◆ WORK REQUIRED:
Reproduce the closing part of the entries exactly: the line with "In the picture above, where can the wooden house" and all lines after it, ending with the last line, and nothing else.

Natural-language object grounding data

== Segment start ==

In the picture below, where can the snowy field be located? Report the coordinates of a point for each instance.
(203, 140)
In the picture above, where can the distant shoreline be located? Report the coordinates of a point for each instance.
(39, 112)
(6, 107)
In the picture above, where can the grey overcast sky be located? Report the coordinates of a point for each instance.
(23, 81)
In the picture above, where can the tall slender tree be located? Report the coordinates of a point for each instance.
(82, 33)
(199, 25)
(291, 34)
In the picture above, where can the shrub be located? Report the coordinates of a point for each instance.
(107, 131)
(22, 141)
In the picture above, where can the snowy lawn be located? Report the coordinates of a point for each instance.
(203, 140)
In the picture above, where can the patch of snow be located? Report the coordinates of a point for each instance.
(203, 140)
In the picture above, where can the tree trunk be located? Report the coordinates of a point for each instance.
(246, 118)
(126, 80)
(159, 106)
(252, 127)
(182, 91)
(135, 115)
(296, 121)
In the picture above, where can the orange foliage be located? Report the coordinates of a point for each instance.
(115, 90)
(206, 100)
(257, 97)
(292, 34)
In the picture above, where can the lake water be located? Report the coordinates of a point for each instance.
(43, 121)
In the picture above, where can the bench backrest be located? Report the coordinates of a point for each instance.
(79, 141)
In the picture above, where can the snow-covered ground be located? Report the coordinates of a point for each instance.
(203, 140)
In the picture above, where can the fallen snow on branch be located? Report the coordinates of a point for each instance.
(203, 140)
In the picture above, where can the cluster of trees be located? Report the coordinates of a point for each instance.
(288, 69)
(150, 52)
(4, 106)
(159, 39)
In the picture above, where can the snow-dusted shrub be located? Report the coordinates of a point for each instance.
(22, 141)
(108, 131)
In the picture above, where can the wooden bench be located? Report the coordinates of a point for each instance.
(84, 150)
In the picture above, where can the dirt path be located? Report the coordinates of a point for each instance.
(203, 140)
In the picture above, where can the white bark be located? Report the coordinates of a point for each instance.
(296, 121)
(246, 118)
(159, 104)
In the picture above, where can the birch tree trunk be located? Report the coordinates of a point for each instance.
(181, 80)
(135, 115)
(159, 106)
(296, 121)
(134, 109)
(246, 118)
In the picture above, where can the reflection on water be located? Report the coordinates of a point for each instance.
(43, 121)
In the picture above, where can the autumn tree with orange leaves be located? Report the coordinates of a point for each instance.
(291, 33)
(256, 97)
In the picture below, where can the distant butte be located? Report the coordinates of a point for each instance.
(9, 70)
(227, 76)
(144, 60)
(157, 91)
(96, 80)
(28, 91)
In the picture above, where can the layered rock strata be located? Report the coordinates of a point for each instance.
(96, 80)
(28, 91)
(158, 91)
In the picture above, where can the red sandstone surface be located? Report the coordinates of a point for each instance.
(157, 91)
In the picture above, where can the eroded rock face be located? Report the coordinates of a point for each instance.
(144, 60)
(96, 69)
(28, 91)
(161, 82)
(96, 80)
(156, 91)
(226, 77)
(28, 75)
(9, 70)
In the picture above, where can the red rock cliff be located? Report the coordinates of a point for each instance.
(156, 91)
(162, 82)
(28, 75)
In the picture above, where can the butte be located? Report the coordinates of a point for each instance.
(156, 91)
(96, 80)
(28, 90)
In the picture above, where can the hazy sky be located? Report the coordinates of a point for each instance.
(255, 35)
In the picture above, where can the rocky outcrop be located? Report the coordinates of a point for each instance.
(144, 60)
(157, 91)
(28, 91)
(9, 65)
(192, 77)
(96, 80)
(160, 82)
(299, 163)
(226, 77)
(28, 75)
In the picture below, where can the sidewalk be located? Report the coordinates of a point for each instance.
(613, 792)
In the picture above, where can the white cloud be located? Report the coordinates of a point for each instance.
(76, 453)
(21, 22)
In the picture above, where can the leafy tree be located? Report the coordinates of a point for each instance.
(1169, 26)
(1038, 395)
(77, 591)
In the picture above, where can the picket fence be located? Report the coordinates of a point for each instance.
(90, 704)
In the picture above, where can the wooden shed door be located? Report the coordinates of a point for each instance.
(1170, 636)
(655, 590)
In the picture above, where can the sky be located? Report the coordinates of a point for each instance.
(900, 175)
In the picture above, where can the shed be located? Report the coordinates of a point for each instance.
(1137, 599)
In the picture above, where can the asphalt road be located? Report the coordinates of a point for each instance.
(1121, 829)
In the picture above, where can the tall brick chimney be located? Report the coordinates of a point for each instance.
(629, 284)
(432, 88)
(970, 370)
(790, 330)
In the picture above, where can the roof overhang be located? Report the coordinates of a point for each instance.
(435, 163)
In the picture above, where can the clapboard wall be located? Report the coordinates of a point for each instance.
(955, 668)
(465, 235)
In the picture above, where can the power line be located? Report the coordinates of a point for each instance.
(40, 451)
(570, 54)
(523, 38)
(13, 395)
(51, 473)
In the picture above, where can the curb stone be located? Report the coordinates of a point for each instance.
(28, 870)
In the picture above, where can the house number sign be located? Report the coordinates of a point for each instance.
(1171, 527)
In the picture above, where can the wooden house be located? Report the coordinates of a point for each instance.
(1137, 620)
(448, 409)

== Segment end ==

◆ ANSWER SPACE:
In the picture above, where can the wooden house be located? Report the coordinates of a point for each instance.
(1137, 620)
(448, 409)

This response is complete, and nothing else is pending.